What is asked |
Count how many lines in the items below contain the word "pendant", treating uppercase and lowercase as different. Reply with the number alone.

(Location labeling records)
— BEGIN —

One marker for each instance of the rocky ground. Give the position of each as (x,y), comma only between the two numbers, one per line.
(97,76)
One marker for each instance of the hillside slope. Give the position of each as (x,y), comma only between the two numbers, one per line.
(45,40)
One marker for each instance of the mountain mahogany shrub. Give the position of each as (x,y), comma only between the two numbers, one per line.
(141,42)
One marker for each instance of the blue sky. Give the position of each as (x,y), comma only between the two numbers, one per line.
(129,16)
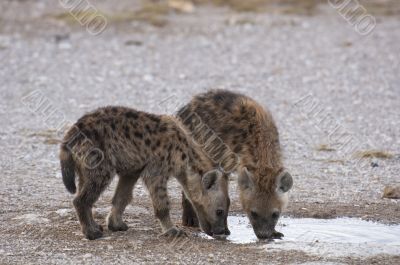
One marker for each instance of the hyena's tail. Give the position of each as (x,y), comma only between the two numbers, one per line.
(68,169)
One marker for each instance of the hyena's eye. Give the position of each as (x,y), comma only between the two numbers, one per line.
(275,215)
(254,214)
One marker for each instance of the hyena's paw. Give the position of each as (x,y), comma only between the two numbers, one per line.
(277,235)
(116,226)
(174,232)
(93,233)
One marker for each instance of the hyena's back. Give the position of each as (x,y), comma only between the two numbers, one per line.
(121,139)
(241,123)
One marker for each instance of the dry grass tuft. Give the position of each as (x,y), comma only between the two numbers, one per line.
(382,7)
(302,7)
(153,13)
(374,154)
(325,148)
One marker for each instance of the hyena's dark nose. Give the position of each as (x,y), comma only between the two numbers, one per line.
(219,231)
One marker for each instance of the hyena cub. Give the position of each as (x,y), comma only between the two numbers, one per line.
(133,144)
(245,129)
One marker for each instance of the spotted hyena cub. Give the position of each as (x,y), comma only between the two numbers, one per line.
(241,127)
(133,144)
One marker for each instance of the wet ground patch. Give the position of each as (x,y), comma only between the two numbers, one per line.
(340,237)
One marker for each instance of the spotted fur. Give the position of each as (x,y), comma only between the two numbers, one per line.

— END —
— BEGIN —

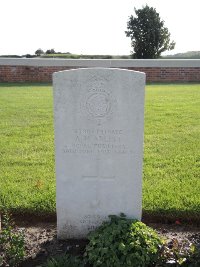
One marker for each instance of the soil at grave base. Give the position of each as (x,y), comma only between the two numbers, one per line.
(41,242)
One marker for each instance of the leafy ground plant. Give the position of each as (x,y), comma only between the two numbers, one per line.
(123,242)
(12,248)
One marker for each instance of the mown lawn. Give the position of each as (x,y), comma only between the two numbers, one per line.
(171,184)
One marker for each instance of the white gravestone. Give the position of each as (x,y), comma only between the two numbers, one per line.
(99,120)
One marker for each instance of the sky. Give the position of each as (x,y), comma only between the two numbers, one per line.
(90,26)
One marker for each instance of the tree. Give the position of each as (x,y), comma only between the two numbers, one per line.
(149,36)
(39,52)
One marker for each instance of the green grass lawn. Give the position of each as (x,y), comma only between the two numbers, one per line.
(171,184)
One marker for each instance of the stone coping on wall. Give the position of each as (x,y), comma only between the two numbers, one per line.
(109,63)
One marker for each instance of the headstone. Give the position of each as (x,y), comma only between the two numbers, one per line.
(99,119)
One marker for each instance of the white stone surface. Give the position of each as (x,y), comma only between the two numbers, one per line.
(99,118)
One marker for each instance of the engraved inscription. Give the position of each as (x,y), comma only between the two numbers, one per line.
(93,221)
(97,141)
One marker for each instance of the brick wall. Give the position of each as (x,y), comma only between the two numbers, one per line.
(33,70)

— END —
— BEGIN —

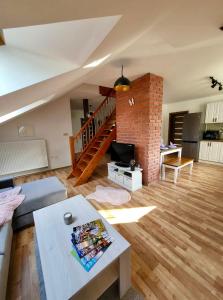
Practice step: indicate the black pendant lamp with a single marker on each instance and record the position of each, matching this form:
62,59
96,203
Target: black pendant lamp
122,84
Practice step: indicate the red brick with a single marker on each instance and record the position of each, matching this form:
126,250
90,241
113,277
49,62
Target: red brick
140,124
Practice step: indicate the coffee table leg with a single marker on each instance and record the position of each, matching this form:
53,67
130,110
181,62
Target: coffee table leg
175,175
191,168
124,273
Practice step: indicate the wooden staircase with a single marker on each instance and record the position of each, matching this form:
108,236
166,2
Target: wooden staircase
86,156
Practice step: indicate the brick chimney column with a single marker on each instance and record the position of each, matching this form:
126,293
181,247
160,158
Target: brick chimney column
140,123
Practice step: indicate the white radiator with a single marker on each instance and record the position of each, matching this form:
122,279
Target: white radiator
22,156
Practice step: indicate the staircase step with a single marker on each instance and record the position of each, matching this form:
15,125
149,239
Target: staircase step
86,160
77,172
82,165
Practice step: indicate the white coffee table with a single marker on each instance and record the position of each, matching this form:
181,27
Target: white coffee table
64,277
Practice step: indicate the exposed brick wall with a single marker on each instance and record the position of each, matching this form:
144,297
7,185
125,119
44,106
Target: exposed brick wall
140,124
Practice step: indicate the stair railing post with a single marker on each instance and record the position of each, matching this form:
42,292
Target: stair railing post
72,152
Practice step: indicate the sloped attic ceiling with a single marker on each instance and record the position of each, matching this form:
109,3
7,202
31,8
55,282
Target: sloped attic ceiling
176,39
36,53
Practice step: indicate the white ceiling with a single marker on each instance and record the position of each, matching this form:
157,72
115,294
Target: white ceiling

— END —

Response |
2